**課題**.
表示テキストについて、次の問いに答えよ。
1. 木村剛さんに送ったTBはどうなったか。
2. 株価やアナリストレポートのチェックと共に毎日欠かさず読んでいるのは、どの二社に関する記事か。
3. 「寄付はどうよ?」という話を書いていたとされる新聞はどれか。

地球の裏からまじめな話~頑張れ日本

地球の裏から日本頑張れ!の応援BLOGです。
証券関係の話題について、証券マンとしての意見を述べていきます

おおお、木村剛さん効果でヒット激増だぁ!!

2005-12-20 06:44:38 | マスコミ、企業
と言うわけで、久々に木村剛さんにお送りしたTBが彼の記事にて採用されまして、有難うございます!
やはりプロ中のプロの方のご説明が加わると、あのようなあっしの拙駄記事でもちょっと立派に見えちゃって、感無量でございました。

さて、拙日記にも書かせて頂いたが、あの利益返還の動きがここへ来て小康状態な気がするが。
毎日株価やらアナリストレポートやらのチェックと共に欠かしていないのが、みずほとJ-COMに関する記事なのだが(あの情報端末BBと言うのは各企業ごとにニュースが時系列でざぁ~っと出るので便利なのである)、『利益を返還しました』と言う記事にはまだぶつからない。

日記にも書いたが、要は世論がここまで来てしまうと、もうどうしようもないのであろう、と思う。つまり今さら返したって誰も「おお、結局返して良くやったぁ!!」なんて誰も誉めてくれないでしょ?世論はもう「返して当たり前」になっちゃっているわけで。。
当事者のみずほだって、誰ももう「ああ返してもらって本当に良かったね♪」なんて思わないよね。

もっと言えばあの朝日やら日経でも書かれていたけど「寄付はどうよ?」って奴。
これも新聞が書いちゃったからはっきり言ってここで寄付に動いても、もう誰も「おお!なかなか偉いやんけぇ」なんて思わなくなっていると思うんだよね。
寄付をするなら大新聞の世間におもねる百戦錬磨の記者諸氏の一歩先を行かないと効果は無かったと思うな、いまさらだけど。
(決して寄付する必要なんて無い、って言っているのでは無いので念のため。あくまで寄付と言う行為に付随する一種の宣伝効果が全く望めませんね、と言う事なのであしからず)

[データセットのエントリ]

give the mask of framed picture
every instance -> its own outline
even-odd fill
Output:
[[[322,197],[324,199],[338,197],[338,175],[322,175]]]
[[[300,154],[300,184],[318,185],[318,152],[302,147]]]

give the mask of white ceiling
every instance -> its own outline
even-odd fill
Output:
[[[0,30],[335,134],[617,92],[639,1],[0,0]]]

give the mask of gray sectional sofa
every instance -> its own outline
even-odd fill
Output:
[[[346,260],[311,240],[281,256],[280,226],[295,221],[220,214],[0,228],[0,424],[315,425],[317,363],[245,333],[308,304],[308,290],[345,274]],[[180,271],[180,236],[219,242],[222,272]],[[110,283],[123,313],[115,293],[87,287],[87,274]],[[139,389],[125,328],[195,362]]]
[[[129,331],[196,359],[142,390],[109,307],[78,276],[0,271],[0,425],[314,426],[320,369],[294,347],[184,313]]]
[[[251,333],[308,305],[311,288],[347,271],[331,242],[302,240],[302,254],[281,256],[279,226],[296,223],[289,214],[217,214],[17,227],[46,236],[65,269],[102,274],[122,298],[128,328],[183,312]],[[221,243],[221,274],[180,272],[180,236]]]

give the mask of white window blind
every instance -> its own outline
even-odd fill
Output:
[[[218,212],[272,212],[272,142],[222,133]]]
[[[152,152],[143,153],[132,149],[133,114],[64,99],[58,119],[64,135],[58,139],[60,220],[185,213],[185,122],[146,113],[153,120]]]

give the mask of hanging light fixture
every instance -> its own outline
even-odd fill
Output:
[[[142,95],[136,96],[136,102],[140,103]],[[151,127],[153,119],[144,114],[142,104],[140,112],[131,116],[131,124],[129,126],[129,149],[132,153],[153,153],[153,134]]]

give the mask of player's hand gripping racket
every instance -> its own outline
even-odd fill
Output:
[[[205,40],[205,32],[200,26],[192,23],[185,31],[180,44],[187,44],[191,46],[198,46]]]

**解答**.
1. 木村剛さんの記事で採用された。
2. みずほとJ-COM。
3. 朝日と日経。